* Exercise aim *
Every record here needs to be written out again exactly.

begin

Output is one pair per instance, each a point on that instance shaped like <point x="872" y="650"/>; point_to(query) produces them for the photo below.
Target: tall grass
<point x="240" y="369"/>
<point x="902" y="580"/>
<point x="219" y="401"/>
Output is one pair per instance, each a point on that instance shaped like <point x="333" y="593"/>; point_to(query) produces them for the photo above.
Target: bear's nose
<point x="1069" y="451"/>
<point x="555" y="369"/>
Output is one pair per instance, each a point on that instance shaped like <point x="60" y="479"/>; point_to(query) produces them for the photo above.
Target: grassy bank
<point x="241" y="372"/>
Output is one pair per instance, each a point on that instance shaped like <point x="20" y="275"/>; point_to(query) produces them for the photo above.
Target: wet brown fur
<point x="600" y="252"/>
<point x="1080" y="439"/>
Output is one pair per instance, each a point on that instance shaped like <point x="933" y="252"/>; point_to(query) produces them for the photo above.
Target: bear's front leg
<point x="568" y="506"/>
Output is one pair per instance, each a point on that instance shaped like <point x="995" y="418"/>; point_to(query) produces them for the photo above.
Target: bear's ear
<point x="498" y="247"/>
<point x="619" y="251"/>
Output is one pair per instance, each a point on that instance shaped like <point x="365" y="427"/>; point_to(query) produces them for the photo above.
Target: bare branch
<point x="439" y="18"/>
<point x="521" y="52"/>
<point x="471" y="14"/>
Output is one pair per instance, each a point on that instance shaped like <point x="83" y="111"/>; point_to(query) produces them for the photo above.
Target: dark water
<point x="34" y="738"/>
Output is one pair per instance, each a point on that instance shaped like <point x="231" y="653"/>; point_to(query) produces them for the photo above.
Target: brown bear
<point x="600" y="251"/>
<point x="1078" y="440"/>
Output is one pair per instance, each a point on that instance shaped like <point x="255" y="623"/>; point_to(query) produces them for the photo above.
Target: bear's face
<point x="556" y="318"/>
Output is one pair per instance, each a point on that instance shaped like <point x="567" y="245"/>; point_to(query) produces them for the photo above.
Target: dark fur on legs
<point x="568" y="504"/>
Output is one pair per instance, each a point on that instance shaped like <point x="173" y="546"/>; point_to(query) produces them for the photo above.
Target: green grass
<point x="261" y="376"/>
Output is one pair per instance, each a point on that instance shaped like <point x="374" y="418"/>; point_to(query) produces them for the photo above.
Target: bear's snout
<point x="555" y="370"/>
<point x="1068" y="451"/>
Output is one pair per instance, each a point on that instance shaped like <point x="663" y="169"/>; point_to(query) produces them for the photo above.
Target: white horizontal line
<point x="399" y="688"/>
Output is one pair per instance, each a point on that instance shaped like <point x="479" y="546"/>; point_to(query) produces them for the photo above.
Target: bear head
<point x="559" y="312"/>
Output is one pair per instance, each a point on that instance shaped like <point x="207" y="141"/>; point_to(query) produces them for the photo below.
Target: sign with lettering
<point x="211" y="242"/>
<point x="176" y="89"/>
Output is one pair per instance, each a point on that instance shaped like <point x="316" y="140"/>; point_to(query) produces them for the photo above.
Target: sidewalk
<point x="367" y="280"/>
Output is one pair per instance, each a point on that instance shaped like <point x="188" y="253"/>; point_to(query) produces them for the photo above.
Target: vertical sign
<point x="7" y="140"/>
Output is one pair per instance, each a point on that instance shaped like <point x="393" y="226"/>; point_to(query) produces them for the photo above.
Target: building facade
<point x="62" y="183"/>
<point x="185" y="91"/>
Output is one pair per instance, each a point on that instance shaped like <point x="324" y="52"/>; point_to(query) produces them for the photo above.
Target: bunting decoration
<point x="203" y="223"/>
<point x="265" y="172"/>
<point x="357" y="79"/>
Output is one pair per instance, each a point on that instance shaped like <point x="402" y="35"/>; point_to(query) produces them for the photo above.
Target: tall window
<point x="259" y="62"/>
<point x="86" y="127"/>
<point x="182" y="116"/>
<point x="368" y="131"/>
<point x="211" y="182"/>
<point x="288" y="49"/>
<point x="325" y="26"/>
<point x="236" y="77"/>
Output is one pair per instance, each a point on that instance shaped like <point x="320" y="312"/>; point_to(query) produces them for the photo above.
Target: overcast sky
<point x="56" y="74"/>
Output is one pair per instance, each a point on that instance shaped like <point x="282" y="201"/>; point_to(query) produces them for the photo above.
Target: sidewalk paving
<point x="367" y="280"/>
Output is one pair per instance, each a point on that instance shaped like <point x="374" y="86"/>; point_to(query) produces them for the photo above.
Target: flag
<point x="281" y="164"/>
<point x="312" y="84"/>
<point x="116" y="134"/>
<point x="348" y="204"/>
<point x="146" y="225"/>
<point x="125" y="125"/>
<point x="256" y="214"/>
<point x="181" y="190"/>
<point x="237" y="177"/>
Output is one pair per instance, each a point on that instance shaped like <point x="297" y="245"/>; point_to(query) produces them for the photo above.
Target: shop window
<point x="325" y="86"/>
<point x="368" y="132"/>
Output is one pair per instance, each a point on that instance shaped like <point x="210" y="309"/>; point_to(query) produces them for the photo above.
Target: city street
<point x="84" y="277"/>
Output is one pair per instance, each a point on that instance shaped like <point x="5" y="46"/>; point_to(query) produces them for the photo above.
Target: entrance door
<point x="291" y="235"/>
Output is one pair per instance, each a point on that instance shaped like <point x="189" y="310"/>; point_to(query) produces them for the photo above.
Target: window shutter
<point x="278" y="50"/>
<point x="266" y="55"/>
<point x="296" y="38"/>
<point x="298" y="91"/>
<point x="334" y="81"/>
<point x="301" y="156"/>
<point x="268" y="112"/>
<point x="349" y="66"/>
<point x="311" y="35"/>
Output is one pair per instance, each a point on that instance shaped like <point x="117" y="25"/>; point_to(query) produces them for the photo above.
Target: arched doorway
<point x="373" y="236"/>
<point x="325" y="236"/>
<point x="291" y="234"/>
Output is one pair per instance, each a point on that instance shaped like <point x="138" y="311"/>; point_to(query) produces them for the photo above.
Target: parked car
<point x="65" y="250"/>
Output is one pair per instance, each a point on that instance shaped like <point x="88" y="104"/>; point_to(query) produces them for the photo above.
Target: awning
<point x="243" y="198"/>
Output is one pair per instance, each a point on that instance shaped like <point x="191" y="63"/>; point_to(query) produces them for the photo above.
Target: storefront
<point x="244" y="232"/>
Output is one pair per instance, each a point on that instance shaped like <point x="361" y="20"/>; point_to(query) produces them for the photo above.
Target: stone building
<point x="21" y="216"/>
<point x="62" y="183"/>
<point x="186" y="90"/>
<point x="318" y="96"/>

end

* Exercise response *
Output is one pair per instance, each a point on that instance shaped like <point x="872" y="650"/>; point_to(query) produces them for the photo below.
Target: tall grass
<point x="240" y="369"/>
<point x="902" y="580"/>
<point x="219" y="401"/>
Output is one pair per instance, each a point on that instance shaped like <point x="333" y="593"/>; point_to(query) produces them for the photo above.
Target: bear's nose
<point x="1069" y="451"/>
<point x="555" y="369"/>
Output is one pair per instance, each a point on that instance shaped like <point x="60" y="479"/>; point_to(query) produces them for the photo above.
Target: grassy bank
<point x="241" y="372"/>
Output is one pair per instance, each a point on that instance shaped like <point x="20" y="275"/>; point_to(query) produces them for the photo above.
Target: wet brown fur
<point x="600" y="252"/>
<point x="1080" y="439"/>
Output is one pair per instance, each a point on that instance shaped like <point x="933" y="252"/>; point_to(query) produces them for the photo above.
Target: bear's front leg
<point x="568" y="506"/>
Output is one pair per instance, each a point on that instance shaped like <point x="995" y="418"/>; point_to(query) produces them for the photo above.
Target: bear's ear
<point x="498" y="247"/>
<point x="619" y="251"/>
Output is one pair per instance, each a point on that instance shaped like <point x="365" y="427"/>; point_to(query) produces them for the photo above.
Target: bare branch
<point x="439" y="18"/>
<point x="521" y="52"/>
<point x="471" y="14"/>
Output is one pair per instance, each a point on that instance shaped like <point x="83" y="111"/>; point_to(query) produces them for the photo above.
Target: dark water
<point x="34" y="738"/>
Output is one pair per instance, each a point on that instance shaped like <point x="231" y="653"/>; point_to(query) produces them for the photo above.
Target: brown bear
<point x="600" y="251"/>
<point x="1078" y="440"/>
Output is one pair per instance, each a point on that instance shaped like <point x="255" y="623"/>; point_to(query) produces them for the photo above.
Target: bear's face
<point x="556" y="318"/>
Output is one pair per instance, each a point on that instance shaped like <point x="567" y="245"/>; point_to(query) produces them for the photo above.
Target: dark fur on legs
<point x="568" y="504"/>
Output is one pair per instance, each a point on that instance shaped like <point x="173" y="546"/>; point_to(query) produces them for the photo above.
Target: green grass
<point x="261" y="376"/>
Output is one pair per instance, each a point on that instance shaped like <point x="374" y="418"/>; point_to(query) produces them for the photo above.
Target: bear's snout
<point x="555" y="370"/>
<point x="1068" y="451"/>
Output is one pair per instance, each a point on that instance shaped like <point x="663" y="169"/>; point_to(query) produces them for the photo above.
Target: white horizontal line
<point x="399" y="688"/>
Output is one pair per instance, each a point on that instance shaped like <point x="479" y="546"/>; point_to(query) produces them for the photo above.
Target: bear head
<point x="559" y="312"/>
Output is one pair per instance, each a point on that instance shaped like <point x="207" y="141"/>; point_to(query) produces them for the photo below.
Target: sign with lettering
<point x="211" y="242"/>
<point x="176" y="89"/>
Output is one pair per instance, each a point on that instance shaped like <point x="316" y="140"/>; point_to(query) produces them for the photo above.
Target: sidewalk
<point x="367" y="280"/>
Output is one pair per instance, each a point on that instance shaped like <point x="188" y="253"/>; point_to(query) produces them for the photo above.
Target: vertical sign
<point x="7" y="140"/>
Output is one pair per instance, each a point on that instance shaped like <point x="393" y="226"/>; point_to(query) produces them for the photo above.
Target: building facade
<point x="62" y="183"/>
<point x="185" y="91"/>
Output is one pair per instance, each a point on that instance shaped like <point x="324" y="52"/>; point_to(query) produces them for the photo above.
Target: bunting decoration
<point x="203" y="223"/>
<point x="265" y="172"/>
<point x="357" y="79"/>
Output is one pair per instance, each a point on that instance shaped like <point x="402" y="35"/>; point_to(query) produces them for the photo above.
Target: tall window
<point x="259" y="62"/>
<point x="86" y="127"/>
<point x="182" y="116"/>
<point x="368" y="131"/>
<point x="211" y="182"/>
<point x="288" y="49"/>
<point x="325" y="26"/>
<point x="236" y="77"/>
Output is one pair per instance, each a point on that instance shaped like <point x="320" y="312"/>; point_to(query) produces them for the photo above.
Target: overcast sky
<point x="56" y="74"/>
Output is one pair per instance, each a point on that instance shaped like <point x="282" y="201"/>; point_to(query) produces them for the photo above.
Target: sidewalk paving
<point x="367" y="280"/>
Output is one pair per instance, each a point on that instance shaped like <point x="374" y="86"/>; point_to(query) produces them for the photo above.
Target: flag
<point x="281" y="164"/>
<point x="312" y="84"/>
<point x="116" y="134"/>
<point x="348" y="204"/>
<point x="146" y="225"/>
<point x="125" y="125"/>
<point x="256" y="214"/>
<point x="181" y="190"/>
<point x="237" y="177"/>
Output is one pair per instance, each a point on that instance shaped like <point x="297" y="245"/>; point_to(query) produces them for the photo above.
Target: shop window
<point x="325" y="86"/>
<point x="368" y="132"/>
Output is one pair per instance, each a point on that instance shaped like <point x="210" y="309"/>; point_to(query) produces them for the photo above.
Target: city street
<point x="84" y="277"/>
Output is one pair per instance, each a point on that instance shaped like <point x="5" y="46"/>; point_to(query) produces them for the photo above.
Target: entrance door
<point x="291" y="235"/>
Output is one pair per instance, each a point on that instance shaped like <point x="189" y="310"/>; point_to(query) produces them for the photo above.
Target: window shutter
<point x="278" y="50"/>
<point x="266" y="55"/>
<point x="296" y="38"/>
<point x="298" y="91"/>
<point x="334" y="81"/>
<point x="301" y="156"/>
<point x="268" y="112"/>
<point x="349" y="66"/>
<point x="311" y="35"/>
Output is one pair per instance, each a point on that instance shaped like <point x="117" y="25"/>; point_to(query) produces them for the photo above.
Target: arched doorway
<point x="373" y="236"/>
<point x="325" y="236"/>
<point x="291" y="234"/>
Output is one pair per instance, each a point on that instance shaped like <point x="138" y="311"/>; point_to(query) produces them for the photo above.
Target: parked car
<point x="65" y="250"/>
Output is one pair per instance, each a point on that instance shaped like <point x="88" y="104"/>; point_to(query) produces them for the photo above.
Target: awning
<point x="243" y="198"/>
Output is one pair per instance, each a point on that instance shaped like <point x="191" y="63"/>; point_to(query) produces them for the photo above.
Target: storefront
<point x="244" y="232"/>
Output is one pair per instance, each a point on that instance shaped like <point x="361" y="20"/>; point_to(query) produces them for the photo above.
Target: stone building
<point x="21" y="216"/>
<point x="62" y="183"/>
<point x="186" y="90"/>
<point x="318" y="96"/>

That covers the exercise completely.